◆ Text segment ◆
>> Begin

The storm that President Obama was referring to was mentioned earlier in his remarks that day, when he said, "This recession was not caused by a normal downturn in the business cycle. It was caused by a perfect storm of irresponsibility and poor decision making...." He then went on to propose new rules and regulations for Wall Street, plus huge new government spending initiatives for education, nationalized health care, and a carbon-based energy conservation tax. He suggested that each of these was a "pillar" of our new house upon a rock.

The president was, and is, clearly willing to blame the problems we have experienced in the past few years on capitalism, which he refers to as the sand. And with this argument he makes the case that government is the rock. This argument is helped along by conventional wisdom that the United States is either in the midst of the next Great Depression or it will experience years of subpar growth, with above-average unemployment and below-average wage growth.

Many, on both sides of the political aisle, think capitalism is broken or, at the least, has just become so complex that we must use government power to hold it in check so that it doesn't wreck everything. And no matter which one of these arguments you grab onto, the bottom line for the pessimists is that you can no longer really trust anyone or anything.

It's hard to tell who lost faith faster -- the intellectual elite or the rank and file. But trust in the system broke down pretty darn quickly. Part of the reason for that is that just about every player in this saga has a dog in the fight.
• Politicians want power, and they get it when people are scared.
• Short-sellers like to make money, and they make it when stock prices fall.
• The press likes to report outlier stories of financial trouble and they get this in spades from short-sellers, who are a huge source for journalists.
• The Panic of 2008 convinced the press that the short-sellers and the pessimists were geniuses, even though many of them had been bearish for many years prior to the panic and market crash.
• Talk radio likes a good enemy. And what better than socialism? With U.S. policy imitating France, it's easy to drum up fear and negativity.
• With the mainstream press, talk radio, politicians, and the short-sellers getting exactly what they wanted -- negative excitement surrounding every broadcast -- the "end of the world" dance was hard
to stop.
• Finally, even people who wanted to be optimistic but had been scared into holding cash and missed the first 40 percent of the rally wanted the market to go back down so that they could get in at those low prices again. They then convinced themselves that this would happen.

It was the perfect storm of negativity. Just about every opinion maker had a reason to believe in the conventional wisdom and remain firmly ensconced in the echo chamber of economic collapse. Anyone who dared to differ from the consensus was chastised and dismissed as out of touch. Even after the stock market had melted up in 2009, the bearishness continued because no one could believe it. This great confluence of negativity just couldn't be stopped.

>> End

◆ Material for this exercise ◆
>> Begin

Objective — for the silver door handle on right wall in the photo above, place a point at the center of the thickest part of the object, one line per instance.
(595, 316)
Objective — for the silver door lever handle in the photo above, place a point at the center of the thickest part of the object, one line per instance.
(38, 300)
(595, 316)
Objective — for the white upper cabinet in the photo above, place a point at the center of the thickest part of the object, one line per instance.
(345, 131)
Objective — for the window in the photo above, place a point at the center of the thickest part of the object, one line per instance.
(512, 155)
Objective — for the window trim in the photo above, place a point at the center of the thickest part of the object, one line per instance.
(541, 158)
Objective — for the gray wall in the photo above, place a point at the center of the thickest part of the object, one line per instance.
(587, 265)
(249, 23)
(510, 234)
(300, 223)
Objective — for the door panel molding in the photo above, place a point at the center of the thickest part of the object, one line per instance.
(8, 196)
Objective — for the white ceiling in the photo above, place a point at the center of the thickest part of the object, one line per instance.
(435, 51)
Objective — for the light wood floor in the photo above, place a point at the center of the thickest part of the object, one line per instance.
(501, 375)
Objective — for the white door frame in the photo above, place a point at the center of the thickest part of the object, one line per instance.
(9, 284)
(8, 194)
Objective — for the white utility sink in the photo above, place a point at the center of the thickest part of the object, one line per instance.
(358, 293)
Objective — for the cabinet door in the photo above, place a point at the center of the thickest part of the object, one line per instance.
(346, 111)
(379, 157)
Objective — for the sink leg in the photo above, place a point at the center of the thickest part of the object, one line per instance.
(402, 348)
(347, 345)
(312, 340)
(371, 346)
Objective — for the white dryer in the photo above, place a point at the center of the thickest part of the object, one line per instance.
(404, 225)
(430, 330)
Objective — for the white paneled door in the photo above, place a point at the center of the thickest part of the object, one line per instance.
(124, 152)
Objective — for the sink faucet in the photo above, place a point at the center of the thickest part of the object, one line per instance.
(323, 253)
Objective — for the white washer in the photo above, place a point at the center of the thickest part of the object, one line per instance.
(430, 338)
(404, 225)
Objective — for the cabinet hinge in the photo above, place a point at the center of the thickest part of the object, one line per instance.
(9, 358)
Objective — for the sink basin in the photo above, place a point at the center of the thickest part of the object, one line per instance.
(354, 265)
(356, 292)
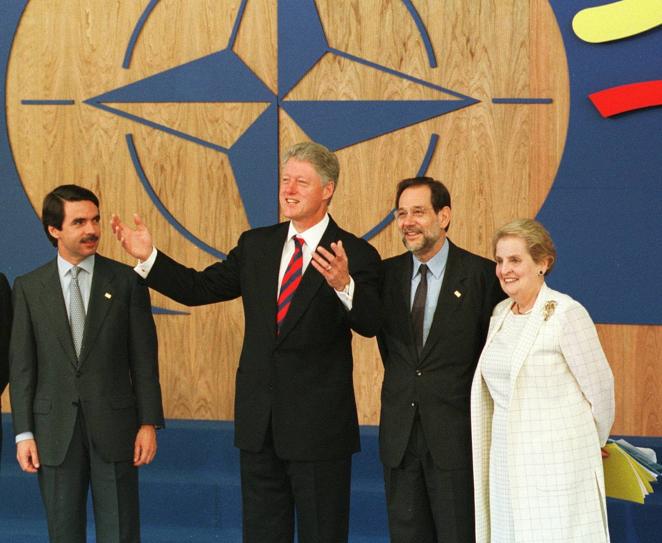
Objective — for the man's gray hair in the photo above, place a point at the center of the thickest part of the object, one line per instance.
(324, 161)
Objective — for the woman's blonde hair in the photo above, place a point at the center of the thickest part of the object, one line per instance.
(536, 238)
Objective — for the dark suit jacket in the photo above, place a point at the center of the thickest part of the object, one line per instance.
(116, 381)
(301, 379)
(5, 329)
(438, 382)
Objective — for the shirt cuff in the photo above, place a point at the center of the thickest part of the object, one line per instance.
(143, 268)
(346, 296)
(24, 436)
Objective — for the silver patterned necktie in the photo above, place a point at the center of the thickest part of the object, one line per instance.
(76, 311)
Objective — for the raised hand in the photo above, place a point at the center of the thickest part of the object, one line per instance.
(137, 242)
(333, 266)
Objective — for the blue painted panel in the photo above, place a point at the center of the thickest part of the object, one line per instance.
(301, 41)
(23, 243)
(254, 161)
(219, 77)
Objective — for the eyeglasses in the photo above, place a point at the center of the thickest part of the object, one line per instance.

>> End

◆ Exercise requirements ◆
a – Decide whether each statement agrees with the passage on the perfect storm of negativity: (i) short-sellers make money when stock prices fall; (ii) the president refers to capitalism as the rock; (iii) bearishness ended once the stock market melted up in 2009. Answer each with yes or no and quote the deciding words.
b – Pick out every line of the rows that contains the string "window". Case counts.
These rows are unrelated to the passage on the perfect storm of negativity.

◆ Responses ◆
a –
(i) Yes: "Short-sellers like to make money, and they make it when stock prices fall."
(ii) No: "capitalism, which he refers to as the sand. And with this argument he makes the case that government is the rock."
(iii) No: "Even after the stock market had melted up in 2009, the bearishness continued because no one could believe it."

b –
Objective — for the window in the photo above, place a point at the center of the thickest part of the object, one line per instance.
Objective — for the window trim in the photo above, place a point at the center of the thickest part of the object, one line per instance.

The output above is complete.